• **Records supplied**:

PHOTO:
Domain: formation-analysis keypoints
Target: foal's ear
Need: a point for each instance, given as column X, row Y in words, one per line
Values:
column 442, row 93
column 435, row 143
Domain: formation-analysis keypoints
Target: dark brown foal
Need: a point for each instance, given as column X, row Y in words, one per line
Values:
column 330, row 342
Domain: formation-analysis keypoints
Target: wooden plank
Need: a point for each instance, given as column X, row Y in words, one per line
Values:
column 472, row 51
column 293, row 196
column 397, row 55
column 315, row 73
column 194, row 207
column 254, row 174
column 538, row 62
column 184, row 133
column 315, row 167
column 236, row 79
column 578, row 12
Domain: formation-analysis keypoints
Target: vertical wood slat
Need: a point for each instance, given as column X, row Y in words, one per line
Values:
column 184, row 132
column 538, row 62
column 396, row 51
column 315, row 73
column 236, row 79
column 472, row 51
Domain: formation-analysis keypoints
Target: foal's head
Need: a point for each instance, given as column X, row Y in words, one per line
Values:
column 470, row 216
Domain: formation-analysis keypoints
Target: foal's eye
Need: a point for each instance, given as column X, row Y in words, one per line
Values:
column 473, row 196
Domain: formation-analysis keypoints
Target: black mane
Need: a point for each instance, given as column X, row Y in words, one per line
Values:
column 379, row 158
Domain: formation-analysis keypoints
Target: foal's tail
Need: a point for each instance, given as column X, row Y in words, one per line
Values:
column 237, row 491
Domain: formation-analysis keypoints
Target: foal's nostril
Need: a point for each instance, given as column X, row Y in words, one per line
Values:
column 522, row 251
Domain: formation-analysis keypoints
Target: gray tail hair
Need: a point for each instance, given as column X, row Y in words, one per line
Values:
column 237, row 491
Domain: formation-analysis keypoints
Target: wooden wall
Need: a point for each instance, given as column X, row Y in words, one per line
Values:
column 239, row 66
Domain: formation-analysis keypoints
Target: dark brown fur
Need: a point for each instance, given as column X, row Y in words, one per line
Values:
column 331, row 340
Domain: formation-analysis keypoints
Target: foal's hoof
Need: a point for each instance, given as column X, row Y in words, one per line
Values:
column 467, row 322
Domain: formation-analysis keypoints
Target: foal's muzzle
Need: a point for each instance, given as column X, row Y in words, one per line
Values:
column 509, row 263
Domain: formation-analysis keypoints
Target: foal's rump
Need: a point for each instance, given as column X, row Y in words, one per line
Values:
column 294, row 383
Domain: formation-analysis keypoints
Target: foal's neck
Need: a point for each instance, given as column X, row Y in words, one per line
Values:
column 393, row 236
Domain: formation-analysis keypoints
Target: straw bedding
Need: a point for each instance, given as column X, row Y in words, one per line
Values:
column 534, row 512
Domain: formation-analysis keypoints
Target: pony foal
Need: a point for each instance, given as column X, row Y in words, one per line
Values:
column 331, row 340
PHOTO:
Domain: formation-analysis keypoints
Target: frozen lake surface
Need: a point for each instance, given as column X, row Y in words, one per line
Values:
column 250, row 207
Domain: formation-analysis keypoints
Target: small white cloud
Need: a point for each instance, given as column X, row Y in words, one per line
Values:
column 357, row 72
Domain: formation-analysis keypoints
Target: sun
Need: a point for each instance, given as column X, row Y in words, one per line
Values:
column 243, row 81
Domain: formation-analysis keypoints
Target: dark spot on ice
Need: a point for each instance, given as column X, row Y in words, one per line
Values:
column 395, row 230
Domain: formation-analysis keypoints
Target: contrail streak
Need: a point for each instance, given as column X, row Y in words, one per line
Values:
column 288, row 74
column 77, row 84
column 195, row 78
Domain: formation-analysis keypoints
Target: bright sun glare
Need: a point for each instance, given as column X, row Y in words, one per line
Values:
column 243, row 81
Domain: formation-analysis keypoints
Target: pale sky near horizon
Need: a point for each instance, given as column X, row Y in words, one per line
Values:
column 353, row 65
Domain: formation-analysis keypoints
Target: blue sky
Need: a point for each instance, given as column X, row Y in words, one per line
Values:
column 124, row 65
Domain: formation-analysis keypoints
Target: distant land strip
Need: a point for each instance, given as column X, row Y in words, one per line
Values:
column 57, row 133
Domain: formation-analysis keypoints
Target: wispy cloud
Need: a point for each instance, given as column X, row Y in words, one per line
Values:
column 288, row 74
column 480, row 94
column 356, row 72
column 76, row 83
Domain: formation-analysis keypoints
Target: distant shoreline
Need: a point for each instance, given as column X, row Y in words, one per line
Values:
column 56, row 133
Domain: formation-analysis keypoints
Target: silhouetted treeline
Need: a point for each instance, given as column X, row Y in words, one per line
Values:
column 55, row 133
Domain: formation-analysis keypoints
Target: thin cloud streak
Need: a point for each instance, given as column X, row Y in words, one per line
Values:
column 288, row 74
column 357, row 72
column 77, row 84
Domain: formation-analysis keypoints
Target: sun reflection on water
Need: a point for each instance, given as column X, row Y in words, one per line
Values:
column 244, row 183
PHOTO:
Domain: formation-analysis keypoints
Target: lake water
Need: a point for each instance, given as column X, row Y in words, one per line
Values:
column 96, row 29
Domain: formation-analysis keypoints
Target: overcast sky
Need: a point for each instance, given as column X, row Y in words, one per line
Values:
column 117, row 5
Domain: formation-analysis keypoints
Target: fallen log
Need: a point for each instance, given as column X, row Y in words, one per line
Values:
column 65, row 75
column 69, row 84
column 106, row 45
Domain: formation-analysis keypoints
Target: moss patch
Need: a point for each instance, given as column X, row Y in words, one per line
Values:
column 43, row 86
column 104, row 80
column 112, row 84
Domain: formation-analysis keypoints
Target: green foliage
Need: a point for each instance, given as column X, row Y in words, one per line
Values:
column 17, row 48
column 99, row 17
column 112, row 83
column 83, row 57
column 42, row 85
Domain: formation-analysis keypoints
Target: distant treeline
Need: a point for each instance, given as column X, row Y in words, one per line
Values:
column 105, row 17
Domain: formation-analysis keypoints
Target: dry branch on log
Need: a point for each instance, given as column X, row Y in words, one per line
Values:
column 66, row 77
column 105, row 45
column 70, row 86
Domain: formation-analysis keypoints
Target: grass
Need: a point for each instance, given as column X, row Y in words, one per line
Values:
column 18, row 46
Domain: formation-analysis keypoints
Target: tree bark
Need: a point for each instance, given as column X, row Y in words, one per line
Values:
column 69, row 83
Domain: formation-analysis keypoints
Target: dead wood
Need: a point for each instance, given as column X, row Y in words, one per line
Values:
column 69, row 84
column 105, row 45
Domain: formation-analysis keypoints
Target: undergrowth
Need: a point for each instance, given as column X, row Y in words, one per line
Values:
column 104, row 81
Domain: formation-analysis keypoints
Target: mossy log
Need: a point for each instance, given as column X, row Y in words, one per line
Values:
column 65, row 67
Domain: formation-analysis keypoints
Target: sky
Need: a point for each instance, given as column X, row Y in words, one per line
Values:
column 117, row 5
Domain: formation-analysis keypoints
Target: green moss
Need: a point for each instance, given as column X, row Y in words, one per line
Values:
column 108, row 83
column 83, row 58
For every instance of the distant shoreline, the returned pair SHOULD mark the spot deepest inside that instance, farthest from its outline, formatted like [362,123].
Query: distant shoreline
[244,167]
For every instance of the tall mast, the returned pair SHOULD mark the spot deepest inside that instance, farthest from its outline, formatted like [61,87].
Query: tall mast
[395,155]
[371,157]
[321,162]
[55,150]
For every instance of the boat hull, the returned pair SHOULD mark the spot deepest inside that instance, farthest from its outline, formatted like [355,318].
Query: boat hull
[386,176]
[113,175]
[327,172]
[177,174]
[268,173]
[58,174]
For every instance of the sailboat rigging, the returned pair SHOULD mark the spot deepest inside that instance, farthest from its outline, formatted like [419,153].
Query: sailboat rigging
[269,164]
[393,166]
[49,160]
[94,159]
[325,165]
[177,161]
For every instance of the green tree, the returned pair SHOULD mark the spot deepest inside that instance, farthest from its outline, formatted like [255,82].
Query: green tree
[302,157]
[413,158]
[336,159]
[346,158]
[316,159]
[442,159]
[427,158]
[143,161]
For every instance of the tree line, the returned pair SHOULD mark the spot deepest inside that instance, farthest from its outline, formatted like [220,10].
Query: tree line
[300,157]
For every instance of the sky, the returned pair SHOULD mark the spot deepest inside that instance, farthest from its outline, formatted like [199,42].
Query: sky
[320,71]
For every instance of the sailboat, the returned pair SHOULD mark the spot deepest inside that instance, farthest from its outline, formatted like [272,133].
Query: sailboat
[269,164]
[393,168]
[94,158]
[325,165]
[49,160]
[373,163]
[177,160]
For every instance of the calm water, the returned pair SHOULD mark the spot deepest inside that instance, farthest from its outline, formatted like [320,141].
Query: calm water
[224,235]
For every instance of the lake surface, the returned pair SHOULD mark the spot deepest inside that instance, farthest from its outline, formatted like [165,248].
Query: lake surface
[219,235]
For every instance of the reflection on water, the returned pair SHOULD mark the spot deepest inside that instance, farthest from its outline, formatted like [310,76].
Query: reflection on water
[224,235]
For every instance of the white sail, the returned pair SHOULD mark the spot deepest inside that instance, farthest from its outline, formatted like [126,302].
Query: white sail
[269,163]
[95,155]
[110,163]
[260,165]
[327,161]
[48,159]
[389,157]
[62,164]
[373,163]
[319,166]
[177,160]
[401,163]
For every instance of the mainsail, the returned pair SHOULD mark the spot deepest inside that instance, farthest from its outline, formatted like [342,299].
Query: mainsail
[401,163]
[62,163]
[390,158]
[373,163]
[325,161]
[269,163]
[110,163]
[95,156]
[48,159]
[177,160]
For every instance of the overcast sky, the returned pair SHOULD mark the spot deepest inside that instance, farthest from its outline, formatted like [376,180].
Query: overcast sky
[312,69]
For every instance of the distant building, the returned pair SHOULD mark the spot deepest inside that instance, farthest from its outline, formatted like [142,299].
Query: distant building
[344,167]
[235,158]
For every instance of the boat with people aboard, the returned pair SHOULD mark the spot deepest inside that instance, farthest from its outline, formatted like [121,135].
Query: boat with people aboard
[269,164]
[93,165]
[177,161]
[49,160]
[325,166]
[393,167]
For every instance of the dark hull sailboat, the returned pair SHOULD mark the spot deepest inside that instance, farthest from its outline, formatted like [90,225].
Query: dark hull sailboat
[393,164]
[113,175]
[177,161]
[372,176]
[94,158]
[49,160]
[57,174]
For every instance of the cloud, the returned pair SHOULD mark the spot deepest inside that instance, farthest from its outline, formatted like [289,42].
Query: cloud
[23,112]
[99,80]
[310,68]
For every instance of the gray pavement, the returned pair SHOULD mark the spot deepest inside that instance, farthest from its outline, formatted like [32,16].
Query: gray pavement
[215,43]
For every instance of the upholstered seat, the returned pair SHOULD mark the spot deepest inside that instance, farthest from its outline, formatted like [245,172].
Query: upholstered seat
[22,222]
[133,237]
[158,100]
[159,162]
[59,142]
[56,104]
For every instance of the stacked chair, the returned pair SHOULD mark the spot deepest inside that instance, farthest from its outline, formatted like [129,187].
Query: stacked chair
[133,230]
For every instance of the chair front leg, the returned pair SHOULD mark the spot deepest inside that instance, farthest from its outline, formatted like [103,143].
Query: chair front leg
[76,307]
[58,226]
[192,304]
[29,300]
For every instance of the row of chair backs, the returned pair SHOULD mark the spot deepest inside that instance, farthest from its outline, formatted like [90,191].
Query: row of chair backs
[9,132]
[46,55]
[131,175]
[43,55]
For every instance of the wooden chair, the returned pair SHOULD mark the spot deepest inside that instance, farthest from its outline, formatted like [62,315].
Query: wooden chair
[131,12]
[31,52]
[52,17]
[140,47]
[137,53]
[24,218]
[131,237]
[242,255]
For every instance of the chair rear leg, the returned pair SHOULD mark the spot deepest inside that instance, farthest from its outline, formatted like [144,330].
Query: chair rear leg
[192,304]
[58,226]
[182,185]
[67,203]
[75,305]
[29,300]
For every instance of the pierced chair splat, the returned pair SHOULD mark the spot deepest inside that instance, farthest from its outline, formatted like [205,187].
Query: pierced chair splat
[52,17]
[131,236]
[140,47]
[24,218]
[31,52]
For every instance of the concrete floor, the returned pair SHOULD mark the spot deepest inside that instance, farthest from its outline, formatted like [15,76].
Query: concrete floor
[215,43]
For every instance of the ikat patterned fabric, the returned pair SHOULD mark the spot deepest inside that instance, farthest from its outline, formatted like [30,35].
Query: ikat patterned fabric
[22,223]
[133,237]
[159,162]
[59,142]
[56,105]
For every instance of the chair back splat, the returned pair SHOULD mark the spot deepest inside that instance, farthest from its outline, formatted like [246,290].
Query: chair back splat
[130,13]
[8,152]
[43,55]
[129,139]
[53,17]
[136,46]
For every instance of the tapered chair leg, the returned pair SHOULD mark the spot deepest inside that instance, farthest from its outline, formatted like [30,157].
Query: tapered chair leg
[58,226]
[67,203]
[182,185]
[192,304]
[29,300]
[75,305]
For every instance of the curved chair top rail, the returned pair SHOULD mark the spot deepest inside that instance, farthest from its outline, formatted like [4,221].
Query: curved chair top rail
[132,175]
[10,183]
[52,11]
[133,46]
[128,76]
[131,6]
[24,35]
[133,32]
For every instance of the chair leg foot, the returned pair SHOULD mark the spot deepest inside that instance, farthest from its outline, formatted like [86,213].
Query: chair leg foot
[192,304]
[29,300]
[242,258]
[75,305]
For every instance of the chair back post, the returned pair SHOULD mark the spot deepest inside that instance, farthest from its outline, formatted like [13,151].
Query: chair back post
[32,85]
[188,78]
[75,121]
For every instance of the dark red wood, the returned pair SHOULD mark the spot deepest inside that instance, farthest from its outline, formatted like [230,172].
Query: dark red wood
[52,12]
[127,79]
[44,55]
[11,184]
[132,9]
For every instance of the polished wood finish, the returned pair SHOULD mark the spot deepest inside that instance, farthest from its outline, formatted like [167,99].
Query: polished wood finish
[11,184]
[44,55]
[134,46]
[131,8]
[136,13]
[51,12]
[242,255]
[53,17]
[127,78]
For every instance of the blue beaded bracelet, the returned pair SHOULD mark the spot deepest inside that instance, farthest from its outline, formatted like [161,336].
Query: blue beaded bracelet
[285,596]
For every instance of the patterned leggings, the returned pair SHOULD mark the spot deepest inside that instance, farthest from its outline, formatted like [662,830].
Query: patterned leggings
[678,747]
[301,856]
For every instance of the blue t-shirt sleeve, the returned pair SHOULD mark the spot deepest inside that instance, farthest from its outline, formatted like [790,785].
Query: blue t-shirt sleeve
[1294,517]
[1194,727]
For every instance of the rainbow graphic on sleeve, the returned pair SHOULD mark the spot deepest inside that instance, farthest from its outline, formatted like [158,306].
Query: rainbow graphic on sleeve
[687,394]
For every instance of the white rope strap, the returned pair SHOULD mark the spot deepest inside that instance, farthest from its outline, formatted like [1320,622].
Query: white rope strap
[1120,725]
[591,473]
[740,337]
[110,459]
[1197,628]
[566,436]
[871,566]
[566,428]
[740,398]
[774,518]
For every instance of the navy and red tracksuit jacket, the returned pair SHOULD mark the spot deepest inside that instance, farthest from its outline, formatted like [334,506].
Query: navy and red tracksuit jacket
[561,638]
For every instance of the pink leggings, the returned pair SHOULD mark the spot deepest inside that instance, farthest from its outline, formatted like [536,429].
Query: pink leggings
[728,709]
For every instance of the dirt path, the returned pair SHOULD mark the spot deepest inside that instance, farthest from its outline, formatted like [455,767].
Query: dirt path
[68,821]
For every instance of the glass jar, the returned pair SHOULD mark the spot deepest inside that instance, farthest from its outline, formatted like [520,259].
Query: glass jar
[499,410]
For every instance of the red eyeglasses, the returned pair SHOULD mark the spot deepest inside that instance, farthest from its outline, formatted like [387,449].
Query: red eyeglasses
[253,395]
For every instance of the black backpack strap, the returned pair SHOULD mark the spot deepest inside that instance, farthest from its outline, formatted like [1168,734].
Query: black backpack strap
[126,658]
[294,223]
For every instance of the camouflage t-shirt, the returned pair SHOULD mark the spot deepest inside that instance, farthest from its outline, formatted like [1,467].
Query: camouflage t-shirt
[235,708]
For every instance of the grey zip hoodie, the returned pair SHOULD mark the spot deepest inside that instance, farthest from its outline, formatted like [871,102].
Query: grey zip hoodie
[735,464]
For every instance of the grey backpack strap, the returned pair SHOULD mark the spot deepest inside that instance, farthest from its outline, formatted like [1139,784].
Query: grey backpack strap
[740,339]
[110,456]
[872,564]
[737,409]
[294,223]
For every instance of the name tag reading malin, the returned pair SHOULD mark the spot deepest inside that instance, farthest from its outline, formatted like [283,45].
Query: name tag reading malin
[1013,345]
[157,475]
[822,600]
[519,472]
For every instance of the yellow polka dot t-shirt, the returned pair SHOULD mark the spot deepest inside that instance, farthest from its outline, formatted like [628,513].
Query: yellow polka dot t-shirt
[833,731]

• **Task prompt**: Reproduce the lines of the entries above exactly, but only from the line containing "For every instance of the grey backpack" through the final line.

• **Output for this exercise**:
For every instance of the grey backpack strap, the returned pair SHOULD mark the spot deepest inside that instance, farthest from its outline, formatted like [1139,784].
Query: grey backpack strap
[740,339]
[110,456]
[872,564]
[737,409]
[294,223]
For every instance of the name tag reading malin, the returned pair SHOULD mark the spot deepest inside that instance, farthest from its outline, formatted like [283,45].
Query: name tag reading malin
[1013,345]
[157,475]
[822,600]
[519,472]
For every instance of the yellow polka dot t-shirt, the returned pair SHOULD mark the spot deepest inside that instance, farthest from its outline, formatted like [628,513].
Query: yellow polka dot t-shirt
[833,731]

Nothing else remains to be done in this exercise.